**Selection**
============
A few months ago Dr Mahathir step up to criticise our Prime Minister, Datuk Seri Abdullah Badawi. citing that today's government is not like how it was supposed to be. Everyone is diverse, No one is willing to work for the country. Many of the leaders are backing our current Prime Minister, and shun away Dr Mahathir. His attempts of trying to be a leader is feeble, having just losing his position as a Kubang division member. Was I deaf when he said he wanted to enjoy his retirement? Was I feeling the hopelessness again when this two great leaders fight? Do I have to side with any of them, or just watch Dr Mahathir challenging he government while we commonfolk just sit there and watch the show?

I wonder if there is a third party that can bring us all united and have a new ruling over Malaysia, instead of these two.

Now that I had left the "protection" of education, entering the higher instituitions. I get exposed to the racial issues around me. UTAR being a political university? I think there must be some mistake. Sure, it is sponsored by MCA, but 14 weeks in UTAR suggests no political activities. I had too many fun inside UTAR, compromising of chinese, malays and indians. No political activities are available, just irritating counsellors begging us to join their programmes. I don't judge a person just because they are a malay or an indian. I had fun talking to them about the World Cup. So why are the rest of the Malays judging the Chinese community? Why do they look at skin colour before they make their decision? This happens globally, including Singapore, Indonesia, America, multi-racial and dominant countries. Will anyone don't look down at people with different colours?
============
**Job 1**
Do these statements agree with the post? (a) UTAR is sponsored by MCA. (b) The writer talked with Malay and Indian students about the Olympics. (c) The writer wonders whether a third party could unite everyone. For each, answer yes or no and quote the words from the post that decide it.
**Job 2**
Which lines of the listing contain the string "leaf"? List each of them in full, and treat case as significant.

**Available data**
============
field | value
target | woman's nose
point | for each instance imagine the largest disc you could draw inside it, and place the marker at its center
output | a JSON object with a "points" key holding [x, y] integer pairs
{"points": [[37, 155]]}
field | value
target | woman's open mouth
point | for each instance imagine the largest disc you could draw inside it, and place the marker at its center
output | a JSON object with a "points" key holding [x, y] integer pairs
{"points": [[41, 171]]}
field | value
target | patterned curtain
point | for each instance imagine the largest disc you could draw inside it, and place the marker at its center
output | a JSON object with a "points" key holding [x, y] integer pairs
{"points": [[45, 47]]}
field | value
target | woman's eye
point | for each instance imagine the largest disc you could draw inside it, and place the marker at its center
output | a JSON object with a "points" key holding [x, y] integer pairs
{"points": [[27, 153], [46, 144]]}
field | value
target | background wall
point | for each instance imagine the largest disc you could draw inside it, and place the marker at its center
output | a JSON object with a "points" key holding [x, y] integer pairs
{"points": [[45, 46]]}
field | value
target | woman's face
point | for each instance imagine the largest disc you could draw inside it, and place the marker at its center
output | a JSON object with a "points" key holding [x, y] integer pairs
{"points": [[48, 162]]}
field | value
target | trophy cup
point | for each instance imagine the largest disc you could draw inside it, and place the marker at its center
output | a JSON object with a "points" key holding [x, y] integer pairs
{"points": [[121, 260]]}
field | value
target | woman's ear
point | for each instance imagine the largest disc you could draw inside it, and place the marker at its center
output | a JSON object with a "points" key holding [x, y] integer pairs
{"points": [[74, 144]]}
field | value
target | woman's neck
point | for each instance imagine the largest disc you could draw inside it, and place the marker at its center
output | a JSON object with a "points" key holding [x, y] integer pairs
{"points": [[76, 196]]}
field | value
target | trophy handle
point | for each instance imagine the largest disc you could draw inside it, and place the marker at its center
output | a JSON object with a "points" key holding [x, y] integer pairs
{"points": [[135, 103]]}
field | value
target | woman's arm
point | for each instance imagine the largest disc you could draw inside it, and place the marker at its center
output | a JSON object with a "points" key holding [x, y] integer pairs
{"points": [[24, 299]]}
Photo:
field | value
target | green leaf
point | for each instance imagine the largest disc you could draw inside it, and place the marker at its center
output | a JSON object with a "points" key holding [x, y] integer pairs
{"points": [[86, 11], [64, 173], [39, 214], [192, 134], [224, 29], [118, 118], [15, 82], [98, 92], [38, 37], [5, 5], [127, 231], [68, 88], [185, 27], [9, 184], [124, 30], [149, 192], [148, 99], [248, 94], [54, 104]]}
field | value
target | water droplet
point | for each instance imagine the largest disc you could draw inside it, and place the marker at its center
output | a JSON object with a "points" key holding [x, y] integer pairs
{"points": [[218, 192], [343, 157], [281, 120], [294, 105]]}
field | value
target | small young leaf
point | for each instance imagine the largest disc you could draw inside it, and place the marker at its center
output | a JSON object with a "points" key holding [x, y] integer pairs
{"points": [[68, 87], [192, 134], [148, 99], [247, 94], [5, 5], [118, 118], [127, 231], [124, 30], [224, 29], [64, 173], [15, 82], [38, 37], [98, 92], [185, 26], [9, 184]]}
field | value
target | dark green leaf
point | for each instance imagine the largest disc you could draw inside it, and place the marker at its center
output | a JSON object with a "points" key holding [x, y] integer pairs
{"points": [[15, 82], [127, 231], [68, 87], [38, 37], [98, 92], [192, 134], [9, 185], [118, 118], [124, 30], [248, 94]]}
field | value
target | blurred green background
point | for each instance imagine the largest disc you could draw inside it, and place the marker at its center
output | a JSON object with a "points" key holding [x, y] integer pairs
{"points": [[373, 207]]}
============
**Final result 1**
(a) Yes: "Sure, it is sponsored by MCA"
(b) No: "I had fun talking to them about the World Cup."
(c) Yes: "I wonder if there is a third party that can bring us all united"

**Final result 2**
target | green leaf
target | small young leaf
target | dark green leaf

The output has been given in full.